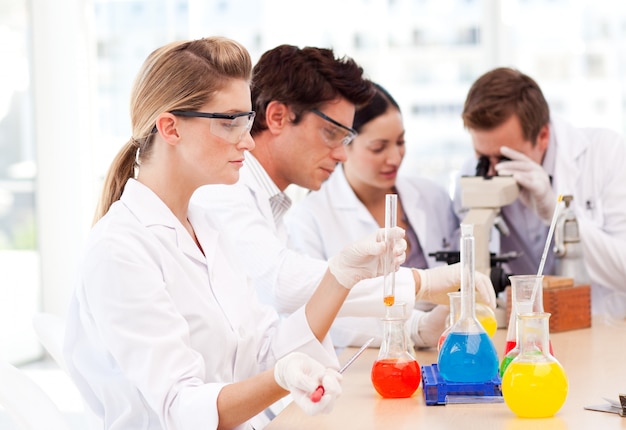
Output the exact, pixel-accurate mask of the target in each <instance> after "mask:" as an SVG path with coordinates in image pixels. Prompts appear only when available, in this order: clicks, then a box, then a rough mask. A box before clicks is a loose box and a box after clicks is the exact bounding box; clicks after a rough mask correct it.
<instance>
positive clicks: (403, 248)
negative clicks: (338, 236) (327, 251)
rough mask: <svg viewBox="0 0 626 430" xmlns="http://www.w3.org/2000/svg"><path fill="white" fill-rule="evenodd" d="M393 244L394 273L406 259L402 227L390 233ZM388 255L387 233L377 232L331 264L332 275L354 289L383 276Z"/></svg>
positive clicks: (348, 245)
mask: <svg viewBox="0 0 626 430" xmlns="http://www.w3.org/2000/svg"><path fill="white" fill-rule="evenodd" d="M388 239H389V240H390V241H393V243H394V245H393V262H392V265H391V269H392V270H394V271H396V270H398V268H399V267H400V265H401V264H402V263H404V260H405V259H406V240H404V230H403V229H402V228H400V227H393V228H391V229H389V237H388ZM384 254H385V229H384V228H381V229H378V230H377V231H376V232H374V233H372V234H370V235H369V236H367V237H366V238H365V239H363V240H361V241H359V242H356V243H353V244H352V245H348V246H346V247H345V248H344V249H343V250H342V251H341V252H340V253H339V254H337V255H335V256H334V257H332V258H331V259H330V260H328V268H329V269H330V273H332V274H333V276H334V277H335V278H336V279H337V281H338V282H339V283H340V284H341V285H343V286H344V287H346V288H347V289H351V288H352V287H353V286H354V285H355V284H356V283H357V282H359V281H361V280H363V279H367V278H375V277H377V276H381V275H383V268H384V267H383V258H384Z"/></svg>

⁂

• Task requirements
Copy out the listing above verbatim, leaving out the picture.

• Answer below
Output the exact, pixel-accurate mask of the target in each <instance> after "mask:" as an SVG path with coordinates in image pixels. Prompts appear only when available, in this order: clicks, then a box, then a rough mask. A box before clicks is a loose box and a box after clicks is the exact bounding box; clicks after a rough mask correct it.
<instance>
positive clicks: (403, 248)
negative clicks: (338, 236) (327, 251)
rough mask: <svg viewBox="0 0 626 430" xmlns="http://www.w3.org/2000/svg"><path fill="white" fill-rule="evenodd" d="M393 244L394 273L406 259L402 227L390 233ZM388 255L387 233L377 232L331 264L332 275L354 289L383 276Z"/></svg>
positive clicks: (348, 245)
mask: <svg viewBox="0 0 626 430" xmlns="http://www.w3.org/2000/svg"><path fill="white" fill-rule="evenodd" d="M388 239H389V240H390V241H393V243H394V245H393V262H392V265H391V269H392V270H394V271H396V270H398V268H399V267H400V265H401V264H402V263H404V260H405V259H406V240H404V230H403V229H402V228H400V227H393V228H391V229H389V237H388ZM384 254H385V229H384V228H381V229H378V230H377V231H376V232H374V233H372V234H370V235H369V236H367V237H366V238H365V239H363V240H361V241H359V242H356V243H353V244H352V245H348V246H346V247H345V248H344V249H343V250H342V251H341V252H340V253H339V254H337V255H335V256H334V257H332V258H331V259H330V260H328V268H329V269H330V273H332V274H333V276H334V277H335V278H336V279H337V281H338V282H339V283H340V284H341V285H343V286H344V287H346V288H347V289H351V288H352V287H353V286H354V285H355V284H356V283H357V282H359V281H361V280H363V279H367V278H375V277H377V276H381V275H383V268H384V267H383V258H384Z"/></svg>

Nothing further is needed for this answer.